■ To be done
Please read the exchange fees page and say which type of fee matters for Arbitron's trades.

Exchange Fees

Understanding trading fees across exchanges and how they affect your arbitrage profitability.

Last updated: May 2026

What Are Trading Fees

Every exchange charges a fee when you execute a trade. Futures fees are split into two types: maker fees (for limit orders that add liquidity to the order book) and taker fees (for market orders that remove liquidity). Arbitron uses market orders for speed, so the taker fee is the one that matters.

Fees are deducted from each trade automatically by the exchange. Since arbitrage involves two simultaneous trades — one on each exchange — you pay taker fees on both legs. The combined fee from both exchanges directly reduces your net profit on every cycle.

■ Information supplied
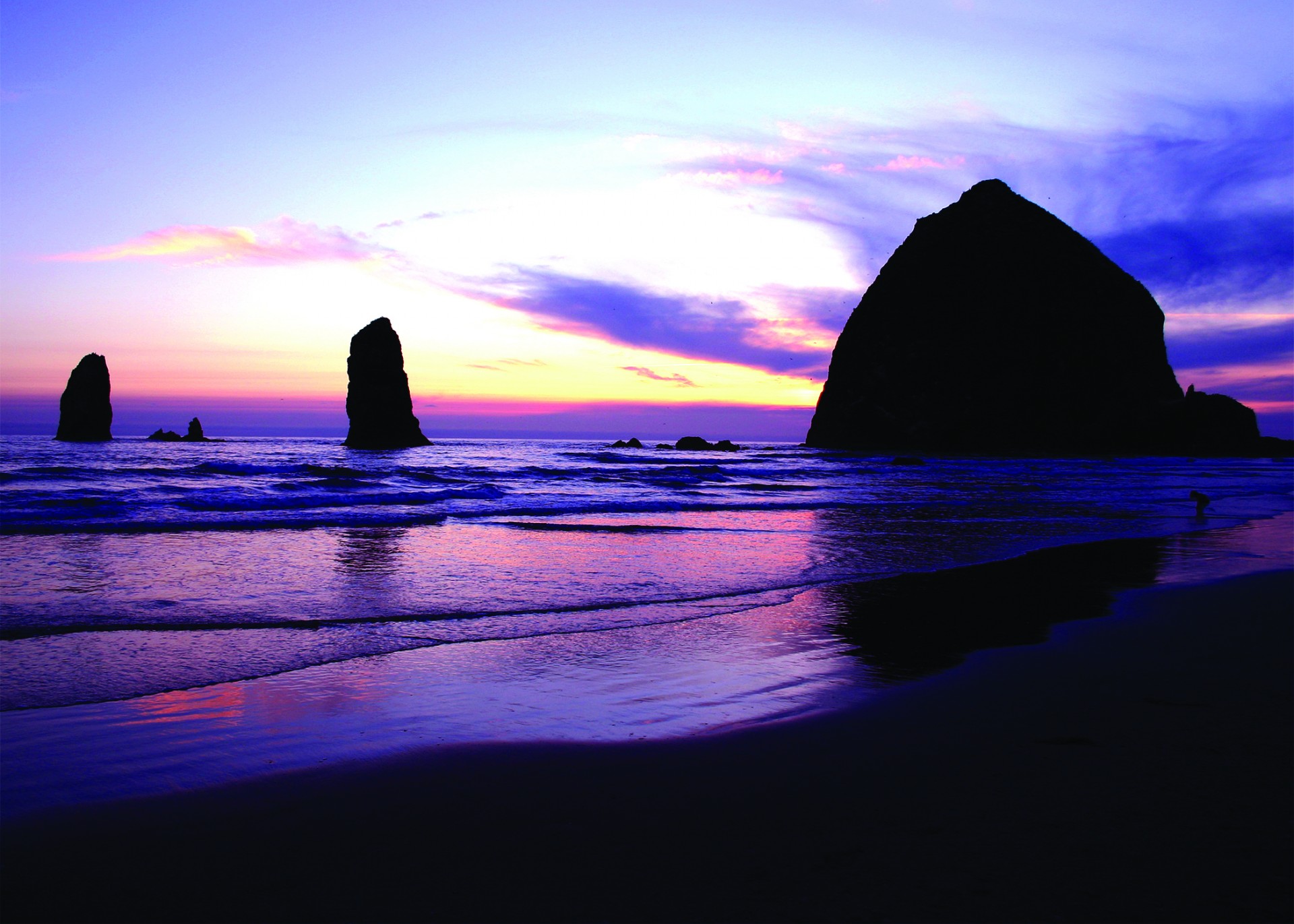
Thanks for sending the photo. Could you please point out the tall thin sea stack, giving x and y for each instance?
(377, 398)
(997, 328)
(86, 406)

■ Solved problem
The taker fee, since Arbitron uses market orders for speed.